- _Task requirements_
Could you write out the data below word for word, from the line with "Target: glossy sauce drizzle" up to and including the line with "[[[30,57],[55,60],[71,33],[73,0],[20,0],[21,45]]]", and nothing else?

- _Supplied material_
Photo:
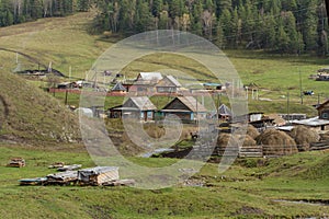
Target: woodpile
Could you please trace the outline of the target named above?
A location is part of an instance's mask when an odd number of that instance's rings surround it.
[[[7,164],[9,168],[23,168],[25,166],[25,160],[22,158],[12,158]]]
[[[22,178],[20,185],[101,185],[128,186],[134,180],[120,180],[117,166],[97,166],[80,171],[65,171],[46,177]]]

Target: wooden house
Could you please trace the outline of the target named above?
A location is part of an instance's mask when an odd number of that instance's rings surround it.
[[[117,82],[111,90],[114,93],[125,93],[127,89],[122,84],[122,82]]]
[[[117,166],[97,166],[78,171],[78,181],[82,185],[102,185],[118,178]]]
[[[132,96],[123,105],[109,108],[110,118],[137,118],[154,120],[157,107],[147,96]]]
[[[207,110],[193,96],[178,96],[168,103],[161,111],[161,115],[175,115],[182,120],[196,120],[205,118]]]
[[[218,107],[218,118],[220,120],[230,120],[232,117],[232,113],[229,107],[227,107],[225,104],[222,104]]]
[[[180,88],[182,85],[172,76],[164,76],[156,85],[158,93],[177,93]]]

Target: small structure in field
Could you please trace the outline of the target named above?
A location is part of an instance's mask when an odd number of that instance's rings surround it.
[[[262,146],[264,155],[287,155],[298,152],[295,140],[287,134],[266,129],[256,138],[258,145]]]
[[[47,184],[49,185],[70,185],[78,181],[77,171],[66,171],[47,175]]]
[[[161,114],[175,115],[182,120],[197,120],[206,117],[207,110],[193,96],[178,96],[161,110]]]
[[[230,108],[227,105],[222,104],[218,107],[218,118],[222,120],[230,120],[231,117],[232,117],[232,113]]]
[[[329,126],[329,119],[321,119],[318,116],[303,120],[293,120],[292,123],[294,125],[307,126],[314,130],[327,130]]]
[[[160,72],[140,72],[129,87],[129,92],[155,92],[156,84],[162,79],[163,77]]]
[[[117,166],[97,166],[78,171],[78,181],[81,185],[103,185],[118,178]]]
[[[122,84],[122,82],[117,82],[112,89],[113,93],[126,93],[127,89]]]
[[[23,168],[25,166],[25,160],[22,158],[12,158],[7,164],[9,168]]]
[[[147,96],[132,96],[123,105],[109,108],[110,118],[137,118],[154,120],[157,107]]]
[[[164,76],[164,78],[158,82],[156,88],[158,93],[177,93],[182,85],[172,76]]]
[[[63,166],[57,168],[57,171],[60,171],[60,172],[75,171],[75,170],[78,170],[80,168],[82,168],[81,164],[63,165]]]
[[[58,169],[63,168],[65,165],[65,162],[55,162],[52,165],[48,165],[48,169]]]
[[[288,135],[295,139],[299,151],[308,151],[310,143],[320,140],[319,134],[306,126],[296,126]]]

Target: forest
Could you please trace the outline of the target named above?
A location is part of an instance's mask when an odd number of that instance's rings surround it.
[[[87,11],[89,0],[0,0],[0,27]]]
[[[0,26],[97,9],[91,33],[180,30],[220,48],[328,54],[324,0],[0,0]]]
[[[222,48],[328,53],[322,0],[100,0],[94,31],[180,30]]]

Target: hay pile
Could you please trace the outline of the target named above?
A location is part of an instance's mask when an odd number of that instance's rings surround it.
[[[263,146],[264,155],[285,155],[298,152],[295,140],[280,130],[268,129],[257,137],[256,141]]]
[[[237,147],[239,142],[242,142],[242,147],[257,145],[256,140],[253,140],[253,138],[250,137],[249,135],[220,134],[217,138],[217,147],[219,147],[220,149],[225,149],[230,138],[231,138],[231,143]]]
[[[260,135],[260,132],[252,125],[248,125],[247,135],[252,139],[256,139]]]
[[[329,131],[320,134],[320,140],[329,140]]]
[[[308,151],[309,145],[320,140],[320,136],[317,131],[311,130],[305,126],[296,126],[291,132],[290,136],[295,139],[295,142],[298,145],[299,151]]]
==
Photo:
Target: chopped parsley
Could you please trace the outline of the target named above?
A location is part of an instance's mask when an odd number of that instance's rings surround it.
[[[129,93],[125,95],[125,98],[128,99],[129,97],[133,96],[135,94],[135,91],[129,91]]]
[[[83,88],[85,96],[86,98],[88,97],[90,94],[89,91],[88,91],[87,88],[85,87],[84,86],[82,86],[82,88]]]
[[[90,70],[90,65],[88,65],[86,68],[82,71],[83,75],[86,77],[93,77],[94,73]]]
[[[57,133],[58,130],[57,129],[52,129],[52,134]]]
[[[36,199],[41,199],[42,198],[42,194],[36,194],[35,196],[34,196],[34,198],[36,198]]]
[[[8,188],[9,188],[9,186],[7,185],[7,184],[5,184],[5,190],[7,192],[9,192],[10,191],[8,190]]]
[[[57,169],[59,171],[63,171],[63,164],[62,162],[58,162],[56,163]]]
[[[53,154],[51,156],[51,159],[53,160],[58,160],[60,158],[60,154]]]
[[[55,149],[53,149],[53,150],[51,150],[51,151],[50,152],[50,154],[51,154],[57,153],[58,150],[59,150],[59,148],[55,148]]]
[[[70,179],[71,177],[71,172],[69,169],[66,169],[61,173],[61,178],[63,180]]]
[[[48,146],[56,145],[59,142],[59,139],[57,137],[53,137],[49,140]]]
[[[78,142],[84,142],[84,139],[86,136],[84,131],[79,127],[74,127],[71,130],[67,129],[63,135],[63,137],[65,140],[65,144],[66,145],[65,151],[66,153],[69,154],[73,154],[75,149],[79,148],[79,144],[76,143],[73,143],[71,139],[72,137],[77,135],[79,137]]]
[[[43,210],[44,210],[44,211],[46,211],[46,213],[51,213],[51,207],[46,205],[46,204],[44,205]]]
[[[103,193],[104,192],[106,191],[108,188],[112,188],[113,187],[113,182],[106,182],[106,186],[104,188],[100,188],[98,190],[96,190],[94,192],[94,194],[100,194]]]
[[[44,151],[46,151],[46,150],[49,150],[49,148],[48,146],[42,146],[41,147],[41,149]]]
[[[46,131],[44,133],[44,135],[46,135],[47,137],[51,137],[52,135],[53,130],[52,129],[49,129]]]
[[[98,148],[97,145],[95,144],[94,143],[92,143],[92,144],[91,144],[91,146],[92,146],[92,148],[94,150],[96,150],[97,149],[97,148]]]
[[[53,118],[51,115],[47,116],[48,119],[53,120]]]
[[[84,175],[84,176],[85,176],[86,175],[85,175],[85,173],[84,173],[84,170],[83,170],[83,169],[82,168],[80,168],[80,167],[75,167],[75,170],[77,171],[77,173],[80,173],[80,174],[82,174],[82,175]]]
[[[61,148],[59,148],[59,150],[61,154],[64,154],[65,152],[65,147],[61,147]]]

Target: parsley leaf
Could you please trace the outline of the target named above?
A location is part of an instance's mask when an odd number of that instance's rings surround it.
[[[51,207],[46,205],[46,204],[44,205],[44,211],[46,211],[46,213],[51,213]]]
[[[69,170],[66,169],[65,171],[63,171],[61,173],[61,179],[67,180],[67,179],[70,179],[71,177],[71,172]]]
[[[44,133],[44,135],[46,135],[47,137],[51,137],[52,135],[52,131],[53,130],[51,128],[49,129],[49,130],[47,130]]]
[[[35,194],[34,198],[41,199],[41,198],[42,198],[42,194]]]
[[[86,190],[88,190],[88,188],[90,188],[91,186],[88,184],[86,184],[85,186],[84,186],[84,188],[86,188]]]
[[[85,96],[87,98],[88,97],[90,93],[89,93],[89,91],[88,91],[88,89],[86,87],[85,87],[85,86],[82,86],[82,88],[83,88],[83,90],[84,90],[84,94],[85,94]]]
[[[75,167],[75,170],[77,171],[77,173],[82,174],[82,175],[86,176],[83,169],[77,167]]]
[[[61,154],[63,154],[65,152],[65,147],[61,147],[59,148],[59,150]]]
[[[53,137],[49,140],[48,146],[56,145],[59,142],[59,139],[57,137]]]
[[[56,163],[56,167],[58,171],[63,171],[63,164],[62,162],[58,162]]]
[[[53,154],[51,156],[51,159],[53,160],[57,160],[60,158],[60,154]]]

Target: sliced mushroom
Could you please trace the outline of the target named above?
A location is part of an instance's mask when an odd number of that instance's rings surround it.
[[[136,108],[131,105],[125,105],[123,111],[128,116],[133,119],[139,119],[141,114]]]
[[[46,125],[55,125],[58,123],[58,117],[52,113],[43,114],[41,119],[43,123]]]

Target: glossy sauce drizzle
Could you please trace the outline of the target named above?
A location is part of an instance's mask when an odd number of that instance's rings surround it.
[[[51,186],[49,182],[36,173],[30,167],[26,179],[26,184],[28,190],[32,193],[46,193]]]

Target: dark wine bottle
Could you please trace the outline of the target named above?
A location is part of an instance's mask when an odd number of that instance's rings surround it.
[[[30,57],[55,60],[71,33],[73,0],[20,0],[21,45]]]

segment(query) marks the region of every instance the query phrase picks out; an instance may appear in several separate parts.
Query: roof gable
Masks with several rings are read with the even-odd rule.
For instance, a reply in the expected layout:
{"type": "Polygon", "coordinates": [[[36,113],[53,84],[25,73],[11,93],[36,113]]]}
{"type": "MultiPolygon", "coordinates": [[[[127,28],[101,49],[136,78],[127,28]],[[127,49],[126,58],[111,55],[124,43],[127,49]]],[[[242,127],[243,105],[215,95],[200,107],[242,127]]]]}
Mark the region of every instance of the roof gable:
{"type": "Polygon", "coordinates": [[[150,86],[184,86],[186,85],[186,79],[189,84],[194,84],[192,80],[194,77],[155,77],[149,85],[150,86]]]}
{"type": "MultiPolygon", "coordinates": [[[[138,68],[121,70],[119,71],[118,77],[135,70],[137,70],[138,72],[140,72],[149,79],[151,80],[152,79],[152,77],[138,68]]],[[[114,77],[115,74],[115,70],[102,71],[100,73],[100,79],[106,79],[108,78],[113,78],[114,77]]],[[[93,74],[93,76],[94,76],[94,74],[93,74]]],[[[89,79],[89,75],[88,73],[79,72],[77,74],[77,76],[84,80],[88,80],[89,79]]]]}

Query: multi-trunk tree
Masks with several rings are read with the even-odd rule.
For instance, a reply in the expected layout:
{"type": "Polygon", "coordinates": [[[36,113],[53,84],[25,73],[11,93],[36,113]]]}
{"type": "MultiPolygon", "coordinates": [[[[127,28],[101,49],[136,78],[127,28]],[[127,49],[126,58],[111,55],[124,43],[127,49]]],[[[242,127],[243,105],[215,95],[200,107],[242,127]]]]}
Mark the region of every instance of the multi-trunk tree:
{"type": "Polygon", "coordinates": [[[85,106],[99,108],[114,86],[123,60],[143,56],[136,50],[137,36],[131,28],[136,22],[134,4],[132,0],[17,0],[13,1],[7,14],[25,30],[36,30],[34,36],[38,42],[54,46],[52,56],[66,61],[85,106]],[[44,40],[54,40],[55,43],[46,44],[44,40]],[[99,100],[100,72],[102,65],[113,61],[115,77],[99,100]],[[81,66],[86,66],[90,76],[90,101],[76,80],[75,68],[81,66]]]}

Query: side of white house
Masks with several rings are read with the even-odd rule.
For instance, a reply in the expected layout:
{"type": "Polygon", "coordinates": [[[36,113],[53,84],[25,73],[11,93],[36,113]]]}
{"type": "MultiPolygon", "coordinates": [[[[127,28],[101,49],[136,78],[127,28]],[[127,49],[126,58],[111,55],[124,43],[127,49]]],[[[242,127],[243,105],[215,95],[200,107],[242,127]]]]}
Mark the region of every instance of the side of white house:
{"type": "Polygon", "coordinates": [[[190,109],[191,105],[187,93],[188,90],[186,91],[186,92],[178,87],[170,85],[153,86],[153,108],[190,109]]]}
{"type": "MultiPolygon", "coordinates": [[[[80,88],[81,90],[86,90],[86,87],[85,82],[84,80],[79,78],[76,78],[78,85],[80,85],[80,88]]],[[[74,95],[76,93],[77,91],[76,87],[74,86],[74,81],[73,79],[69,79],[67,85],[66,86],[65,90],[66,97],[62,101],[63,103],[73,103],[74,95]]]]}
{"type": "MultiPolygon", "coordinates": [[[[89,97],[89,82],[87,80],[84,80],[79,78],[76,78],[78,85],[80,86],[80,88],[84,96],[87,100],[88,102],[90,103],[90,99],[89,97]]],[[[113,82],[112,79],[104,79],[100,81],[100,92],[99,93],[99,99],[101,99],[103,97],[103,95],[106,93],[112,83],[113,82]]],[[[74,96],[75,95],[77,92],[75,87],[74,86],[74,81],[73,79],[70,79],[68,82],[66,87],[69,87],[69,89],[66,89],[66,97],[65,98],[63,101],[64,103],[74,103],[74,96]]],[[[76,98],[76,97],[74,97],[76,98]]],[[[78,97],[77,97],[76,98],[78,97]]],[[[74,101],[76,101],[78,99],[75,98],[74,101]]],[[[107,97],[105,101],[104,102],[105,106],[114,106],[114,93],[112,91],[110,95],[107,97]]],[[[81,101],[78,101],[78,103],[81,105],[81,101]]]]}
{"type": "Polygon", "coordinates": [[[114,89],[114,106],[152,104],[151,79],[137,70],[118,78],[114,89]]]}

- _Written solution_
Target: glossy sauce drizzle
Could you please trace the outline of the target named above?
A location is part of an instance's mask when an odd number of that instance's rings surround it.
[[[51,186],[49,182],[36,173],[30,167],[26,179],[26,184],[28,190],[32,193],[46,193]]]

Target: dark wine bottle
Could you please trace the outline of the target named above?
A location is part of an instance's mask when an odd number of that instance's rings surround it.
[[[30,57],[55,60],[71,33],[73,0],[20,0],[21,45]]]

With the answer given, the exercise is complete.